Exercise objective ▸
What lines in the records below mention "truck"? List them all.

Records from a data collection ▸
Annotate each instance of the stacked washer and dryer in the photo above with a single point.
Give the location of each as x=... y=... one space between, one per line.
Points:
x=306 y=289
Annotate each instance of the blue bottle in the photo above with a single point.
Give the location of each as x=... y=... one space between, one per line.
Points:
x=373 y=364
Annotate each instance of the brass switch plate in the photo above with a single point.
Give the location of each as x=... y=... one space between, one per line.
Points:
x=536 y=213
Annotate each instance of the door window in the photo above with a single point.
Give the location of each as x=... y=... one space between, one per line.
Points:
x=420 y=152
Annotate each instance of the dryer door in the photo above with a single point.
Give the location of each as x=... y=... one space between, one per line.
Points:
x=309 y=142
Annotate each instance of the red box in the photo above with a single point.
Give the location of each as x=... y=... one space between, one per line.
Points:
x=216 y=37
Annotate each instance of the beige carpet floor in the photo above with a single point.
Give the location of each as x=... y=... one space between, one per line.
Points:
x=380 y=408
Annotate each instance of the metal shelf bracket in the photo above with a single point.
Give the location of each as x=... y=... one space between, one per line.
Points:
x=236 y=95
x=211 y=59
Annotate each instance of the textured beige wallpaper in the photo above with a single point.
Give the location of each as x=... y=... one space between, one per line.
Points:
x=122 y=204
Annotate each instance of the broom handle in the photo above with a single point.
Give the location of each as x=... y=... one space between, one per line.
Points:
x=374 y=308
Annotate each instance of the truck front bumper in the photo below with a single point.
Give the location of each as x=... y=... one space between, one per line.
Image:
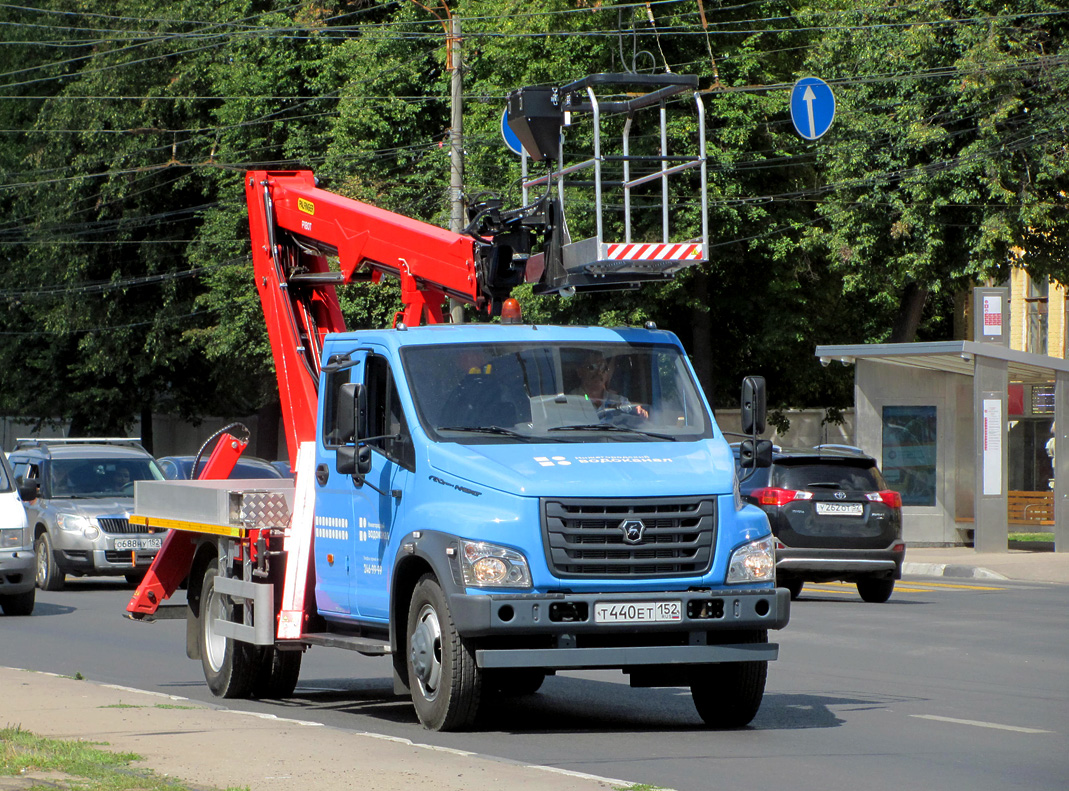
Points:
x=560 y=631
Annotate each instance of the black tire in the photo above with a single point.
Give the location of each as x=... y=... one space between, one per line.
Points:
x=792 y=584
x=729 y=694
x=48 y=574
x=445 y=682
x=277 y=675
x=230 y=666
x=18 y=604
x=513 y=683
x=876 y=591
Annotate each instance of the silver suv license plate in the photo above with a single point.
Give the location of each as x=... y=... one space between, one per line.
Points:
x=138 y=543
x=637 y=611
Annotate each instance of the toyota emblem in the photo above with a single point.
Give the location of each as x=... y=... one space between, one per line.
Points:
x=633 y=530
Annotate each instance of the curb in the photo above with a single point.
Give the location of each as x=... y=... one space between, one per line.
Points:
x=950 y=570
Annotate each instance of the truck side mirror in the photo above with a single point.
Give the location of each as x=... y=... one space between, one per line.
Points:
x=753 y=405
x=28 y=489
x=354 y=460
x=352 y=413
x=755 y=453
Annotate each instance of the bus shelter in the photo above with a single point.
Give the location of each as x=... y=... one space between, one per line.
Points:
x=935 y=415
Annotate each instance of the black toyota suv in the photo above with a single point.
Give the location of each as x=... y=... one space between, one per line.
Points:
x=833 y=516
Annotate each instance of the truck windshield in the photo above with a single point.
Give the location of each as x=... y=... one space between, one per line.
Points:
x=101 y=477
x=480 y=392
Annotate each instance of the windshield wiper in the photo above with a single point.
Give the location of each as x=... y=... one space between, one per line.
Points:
---
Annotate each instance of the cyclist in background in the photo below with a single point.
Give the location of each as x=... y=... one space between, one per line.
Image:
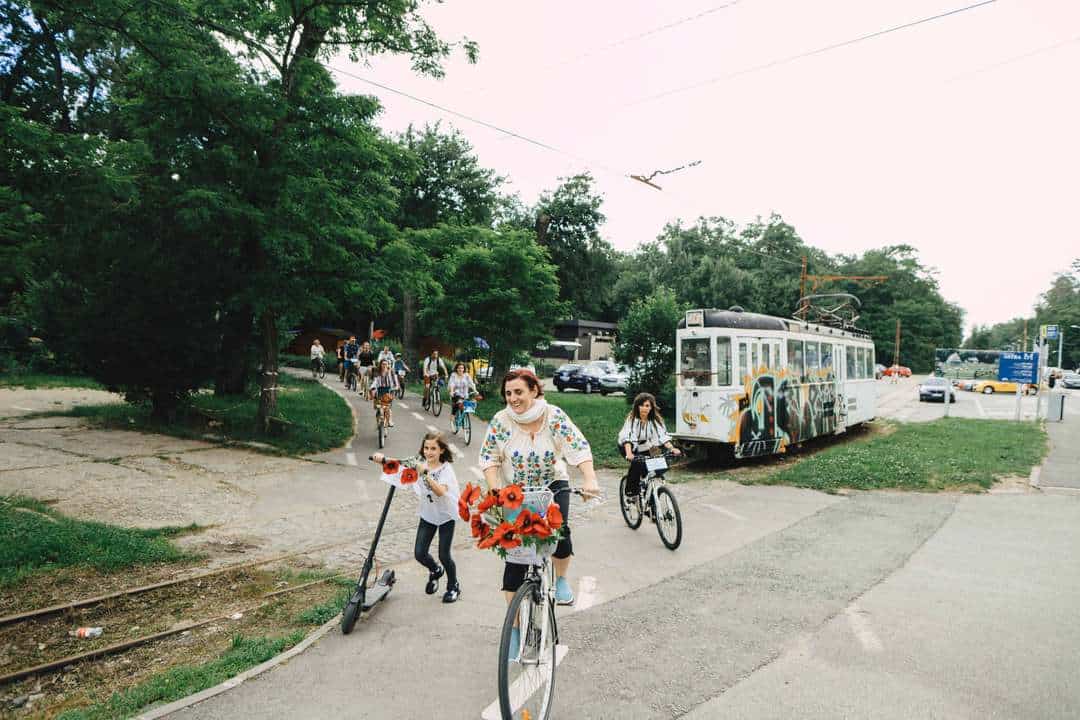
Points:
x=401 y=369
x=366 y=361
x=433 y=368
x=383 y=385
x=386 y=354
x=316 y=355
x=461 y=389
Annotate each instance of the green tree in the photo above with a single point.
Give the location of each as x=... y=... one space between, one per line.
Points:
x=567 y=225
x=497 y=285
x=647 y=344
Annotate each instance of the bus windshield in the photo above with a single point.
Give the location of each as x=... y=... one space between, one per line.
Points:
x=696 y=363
---
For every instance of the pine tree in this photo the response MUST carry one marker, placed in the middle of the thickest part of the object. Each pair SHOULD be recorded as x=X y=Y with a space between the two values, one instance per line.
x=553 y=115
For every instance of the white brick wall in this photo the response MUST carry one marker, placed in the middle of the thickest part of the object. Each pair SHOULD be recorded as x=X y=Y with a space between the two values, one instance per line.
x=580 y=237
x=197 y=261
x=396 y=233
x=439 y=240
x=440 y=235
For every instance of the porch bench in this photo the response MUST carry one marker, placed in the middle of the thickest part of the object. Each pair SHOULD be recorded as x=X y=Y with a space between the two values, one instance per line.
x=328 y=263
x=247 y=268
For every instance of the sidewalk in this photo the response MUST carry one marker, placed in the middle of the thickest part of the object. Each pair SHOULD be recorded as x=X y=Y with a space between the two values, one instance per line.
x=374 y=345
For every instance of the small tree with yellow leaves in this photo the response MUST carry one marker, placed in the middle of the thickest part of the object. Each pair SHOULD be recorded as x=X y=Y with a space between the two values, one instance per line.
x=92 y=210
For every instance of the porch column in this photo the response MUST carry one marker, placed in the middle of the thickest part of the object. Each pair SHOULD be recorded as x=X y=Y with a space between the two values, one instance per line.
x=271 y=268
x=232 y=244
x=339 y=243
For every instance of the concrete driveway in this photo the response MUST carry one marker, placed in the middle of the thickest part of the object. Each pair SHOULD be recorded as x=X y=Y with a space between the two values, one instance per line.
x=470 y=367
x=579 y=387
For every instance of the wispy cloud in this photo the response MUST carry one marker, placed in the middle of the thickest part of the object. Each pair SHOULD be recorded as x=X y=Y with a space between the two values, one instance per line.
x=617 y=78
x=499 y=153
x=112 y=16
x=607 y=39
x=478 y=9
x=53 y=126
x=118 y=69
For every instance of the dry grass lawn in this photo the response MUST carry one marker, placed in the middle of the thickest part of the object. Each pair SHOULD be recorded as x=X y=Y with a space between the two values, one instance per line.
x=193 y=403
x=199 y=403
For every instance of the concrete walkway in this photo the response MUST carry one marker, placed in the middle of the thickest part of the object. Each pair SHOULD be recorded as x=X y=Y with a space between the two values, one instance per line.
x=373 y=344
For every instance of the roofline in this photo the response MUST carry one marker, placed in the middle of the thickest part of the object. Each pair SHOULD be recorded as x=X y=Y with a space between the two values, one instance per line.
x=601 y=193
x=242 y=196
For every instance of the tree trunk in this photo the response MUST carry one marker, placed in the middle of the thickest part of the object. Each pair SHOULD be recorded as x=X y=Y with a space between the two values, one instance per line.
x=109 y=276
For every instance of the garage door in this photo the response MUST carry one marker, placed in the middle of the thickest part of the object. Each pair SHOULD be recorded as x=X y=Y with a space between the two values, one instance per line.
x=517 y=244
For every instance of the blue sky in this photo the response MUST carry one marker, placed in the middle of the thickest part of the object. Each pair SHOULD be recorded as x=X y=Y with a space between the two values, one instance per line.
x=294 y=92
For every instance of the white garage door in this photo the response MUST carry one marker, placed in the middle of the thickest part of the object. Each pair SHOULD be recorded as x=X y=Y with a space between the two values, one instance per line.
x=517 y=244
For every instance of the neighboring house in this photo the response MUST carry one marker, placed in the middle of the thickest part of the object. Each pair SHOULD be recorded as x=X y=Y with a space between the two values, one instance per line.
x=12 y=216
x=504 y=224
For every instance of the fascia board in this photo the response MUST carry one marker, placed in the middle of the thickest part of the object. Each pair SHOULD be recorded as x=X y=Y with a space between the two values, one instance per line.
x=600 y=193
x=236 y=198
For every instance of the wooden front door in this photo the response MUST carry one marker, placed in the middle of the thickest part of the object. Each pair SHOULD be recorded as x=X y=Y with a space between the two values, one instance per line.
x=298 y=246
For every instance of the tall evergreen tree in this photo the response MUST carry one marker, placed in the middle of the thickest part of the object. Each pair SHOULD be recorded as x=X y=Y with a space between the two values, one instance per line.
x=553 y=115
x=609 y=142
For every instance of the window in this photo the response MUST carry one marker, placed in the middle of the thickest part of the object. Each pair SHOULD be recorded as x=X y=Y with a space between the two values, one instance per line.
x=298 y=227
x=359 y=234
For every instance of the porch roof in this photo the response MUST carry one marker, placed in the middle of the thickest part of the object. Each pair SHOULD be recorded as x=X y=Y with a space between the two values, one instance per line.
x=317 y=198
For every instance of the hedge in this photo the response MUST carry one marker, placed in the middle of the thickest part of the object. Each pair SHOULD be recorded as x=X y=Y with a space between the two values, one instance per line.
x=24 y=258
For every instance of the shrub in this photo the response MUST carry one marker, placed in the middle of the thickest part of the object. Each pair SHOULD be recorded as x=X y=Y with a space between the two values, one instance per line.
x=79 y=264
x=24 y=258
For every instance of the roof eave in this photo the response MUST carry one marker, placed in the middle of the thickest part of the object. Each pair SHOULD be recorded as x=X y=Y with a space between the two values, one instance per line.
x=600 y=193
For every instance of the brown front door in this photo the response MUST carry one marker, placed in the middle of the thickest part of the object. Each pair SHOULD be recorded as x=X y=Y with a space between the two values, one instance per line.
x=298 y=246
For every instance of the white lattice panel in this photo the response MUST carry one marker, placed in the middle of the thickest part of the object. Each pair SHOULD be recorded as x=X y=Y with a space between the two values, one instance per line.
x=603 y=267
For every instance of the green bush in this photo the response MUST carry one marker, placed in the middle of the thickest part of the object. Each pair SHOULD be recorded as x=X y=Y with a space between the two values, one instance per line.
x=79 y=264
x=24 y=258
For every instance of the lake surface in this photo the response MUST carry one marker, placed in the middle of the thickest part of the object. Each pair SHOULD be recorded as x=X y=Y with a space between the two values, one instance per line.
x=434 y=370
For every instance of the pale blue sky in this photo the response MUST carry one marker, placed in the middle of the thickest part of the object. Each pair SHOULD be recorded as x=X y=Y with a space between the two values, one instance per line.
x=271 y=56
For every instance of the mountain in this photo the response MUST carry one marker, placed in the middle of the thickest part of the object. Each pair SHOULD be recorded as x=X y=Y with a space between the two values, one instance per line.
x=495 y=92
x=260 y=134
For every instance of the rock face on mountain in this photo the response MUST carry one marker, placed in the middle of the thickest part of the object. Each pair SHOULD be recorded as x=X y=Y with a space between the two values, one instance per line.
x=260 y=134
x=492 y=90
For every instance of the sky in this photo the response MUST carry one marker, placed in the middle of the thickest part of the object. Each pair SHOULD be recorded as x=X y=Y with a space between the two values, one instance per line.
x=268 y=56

Solution below ▸
Annotate each instance of the truck front bumper in the photo below with a single point.
Annotate each instance of the truck side mirror in the photo above with a single point.
Annotate each instance of the truck windshield in the photo above with a single point.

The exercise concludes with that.